Waves are disturbances that transport energy without transporting mass. Learn the mechanism underlying sound, deep ocean swells, light, and even the levitation of objects in mid air.

# Measures of Wave Motion

A body of mass $$m = 2\text{ kg}$$ is oscillating on a spring. The position in meters of the body as a function of time $$t$$ can be expressed as

$x(t) = A\cos{(2\pi ft)} \text{ m} .$

If the phase of $$x(t)$$ is shifted by $$\delta = \frac{8 \pi}{5} \text{ rad},$$ the time delay of its cycle is $$KT \text{ s},$$ where $$T$$ is the period of the oscillation. What is the constant $$K?$$

A body of mass $$m = 2\text{ kg}$$ is oscillating on a spring. The position of the body in meters as a function of time $$t$$ can be expressed ass $x(t) = A\cos{(2\pi ft)} \text{ m}.$ If $$x(t)$$ is delayed by $$\frac{1}{3}$$ of its cycle, what is the phase shift $$\delta$$ in radians?

▬▬▬▬▬▬

▸ **Given problem 1**
In the wave motion text, what is the mass of the body oscillating on the spring?
▸ **Given problem 2**
Decide whether each statement agrees with the wave motion text. Answer yes or no, and quote the words of the text that settle it.
(a) Waves carry mass from place to place.
(b) The body in the problems oscillates on a spring.
(c) Levitation of objects in mid air is among the topics mentioned.
▸ **Given problem 3**
Continue the wave motion text from the point where it ends.

▸ **Data provided**
▬▬▬▬▬▬

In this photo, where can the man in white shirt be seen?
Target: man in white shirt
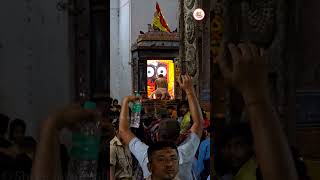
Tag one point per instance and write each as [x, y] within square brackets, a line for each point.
[168, 130]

▬▬▬▬▬▬

▸ **Output 1**
2 kg

▸ **Output 2**
(a) No: "transport energy without transporting mass"
(b) Yes: "is oscillating on a spring"
(c) Yes: "even the levitation of objects in mid air"

▸ **Output 3**
As illustrated in the above diagram, a body of mass $$m = 4 \text{ kg}$$ attached to a spring with spring constant $$k = 16 \text{ N/m}$$ is oscillating on a frictionless floor. Initially at $$t=0,$$ the position of the body was $$x(t=0) = 4 \text{ m }$$ and the velocity was $$v(t=0) = 0 \text{ m/s }.$$ What is the amplitude of the oscillation?

A body of mass $$m = 2 \text{ kg}$$ is oscillating on a spring. The position of the body is given as $$x(t) = 4 \cos{(30 t)} \text{ m},$$ where $$x$$ denotes the difference in the length of the spring from its original length. What is the period of the body?

Assume that $$\pi = 3$$.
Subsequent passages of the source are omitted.